Stored dataset items
========

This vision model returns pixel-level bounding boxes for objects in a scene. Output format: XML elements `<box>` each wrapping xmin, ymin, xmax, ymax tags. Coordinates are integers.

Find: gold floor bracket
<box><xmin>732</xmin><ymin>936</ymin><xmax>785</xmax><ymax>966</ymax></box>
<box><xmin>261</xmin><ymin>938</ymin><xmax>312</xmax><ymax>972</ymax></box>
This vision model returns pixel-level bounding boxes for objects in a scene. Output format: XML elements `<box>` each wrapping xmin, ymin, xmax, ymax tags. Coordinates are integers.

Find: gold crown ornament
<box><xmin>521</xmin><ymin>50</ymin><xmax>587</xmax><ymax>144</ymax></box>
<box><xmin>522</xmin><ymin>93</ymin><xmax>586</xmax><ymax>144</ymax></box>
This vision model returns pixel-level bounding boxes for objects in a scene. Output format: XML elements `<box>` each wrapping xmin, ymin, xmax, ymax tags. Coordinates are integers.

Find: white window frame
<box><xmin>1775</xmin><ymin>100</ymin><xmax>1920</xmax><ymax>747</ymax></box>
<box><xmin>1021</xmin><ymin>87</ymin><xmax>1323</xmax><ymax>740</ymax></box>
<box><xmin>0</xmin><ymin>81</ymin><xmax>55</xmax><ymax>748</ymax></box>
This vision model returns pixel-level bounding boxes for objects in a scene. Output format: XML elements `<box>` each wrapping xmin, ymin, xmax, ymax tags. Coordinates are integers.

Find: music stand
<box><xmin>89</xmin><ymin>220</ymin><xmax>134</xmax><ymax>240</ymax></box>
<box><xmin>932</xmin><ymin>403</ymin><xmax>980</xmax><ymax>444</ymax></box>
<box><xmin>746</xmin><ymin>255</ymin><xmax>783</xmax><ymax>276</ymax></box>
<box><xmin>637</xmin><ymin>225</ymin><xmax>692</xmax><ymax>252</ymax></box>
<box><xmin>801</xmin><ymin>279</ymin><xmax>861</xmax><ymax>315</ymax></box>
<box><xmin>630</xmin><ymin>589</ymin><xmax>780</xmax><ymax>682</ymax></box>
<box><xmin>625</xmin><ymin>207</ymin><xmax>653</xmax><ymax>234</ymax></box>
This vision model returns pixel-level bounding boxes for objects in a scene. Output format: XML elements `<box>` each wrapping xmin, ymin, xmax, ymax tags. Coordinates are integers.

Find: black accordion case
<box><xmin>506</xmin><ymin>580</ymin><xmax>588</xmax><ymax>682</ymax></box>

========

● **PROBLEM DETAILS**
Output each entry once again, exactly as shown above.

● **EXERCISE RESULT**
This vision model returns pixel-level bounding boxes for objects in a scene. Output format: XML elements `<box>` each wrapping xmin, ymin, xmax, ymax tags. Coordinates are integers.

Find: gold floor bracket
<box><xmin>732</xmin><ymin>936</ymin><xmax>785</xmax><ymax>966</ymax></box>
<box><xmin>261</xmin><ymin>938</ymin><xmax>312</xmax><ymax>972</ymax></box>
This vision model returns pixel-level bounding boxes for objects in a scene. Output format: XML elements `<box>` each wrapping xmin, ymin, xmax, ymax tags. Coordinates are integers.

Find: gold crown ornament
<box><xmin>521</xmin><ymin>50</ymin><xmax>587</xmax><ymax>144</ymax></box>
<box><xmin>522</xmin><ymin>93</ymin><xmax>586</xmax><ymax>144</ymax></box>
This vision model returns pixel-level bounding boxes for objects in a scene. Output format: XML elements `<box>` each wrapping xmin, ymin, xmax, ymax tags. Coordinates are integers.

Find: white window frame
<box><xmin>1775</xmin><ymin>100</ymin><xmax>1920</xmax><ymax>747</ymax></box>
<box><xmin>1021</xmin><ymin>87</ymin><xmax>1323</xmax><ymax>740</ymax></box>
<box><xmin>0</xmin><ymin>81</ymin><xmax>55</xmax><ymax>748</ymax></box>
This vision model returns pixel-level bounding boxes for objects in a scene. Output format: XML elements `<box>` each wrapping xmin, ymin, xmax, ymax tags. Coordinates are integers.

Find: music stand
<box><xmin>89</xmin><ymin>220</ymin><xmax>134</xmax><ymax>240</ymax></box>
<box><xmin>932</xmin><ymin>403</ymin><xmax>980</xmax><ymax>444</ymax></box>
<box><xmin>746</xmin><ymin>255</ymin><xmax>783</xmax><ymax>276</ymax></box>
<box><xmin>637</xmin><ymin>225</ymin><xmax>692</xmax><ymax>252</ymax></box>
<box><xmin>801</xmin><ymin>279</ymin><xmax>861</xmax><ymax>315</ymax></box>
<box><xmin>630</xmin><ymin>589</ymin><xmax>780</xmax><ymax>682</ymax></box>
<box><xmin>625</xmin><ymin>207</ymin><xmax>653</xmax><ymax>234</ymax></box>
This vision model returns pixel-level bounding boxes for objects in a scene. Output format: XML elements `<box>` each wrapping xmin, ymin, xmax, ymax tags. Coordinates are integers.

Find: black accordion case
<box><xmin>506</xmin><ymin>580</ymin><xmax>588</xmax><ymax>682</ymax></box>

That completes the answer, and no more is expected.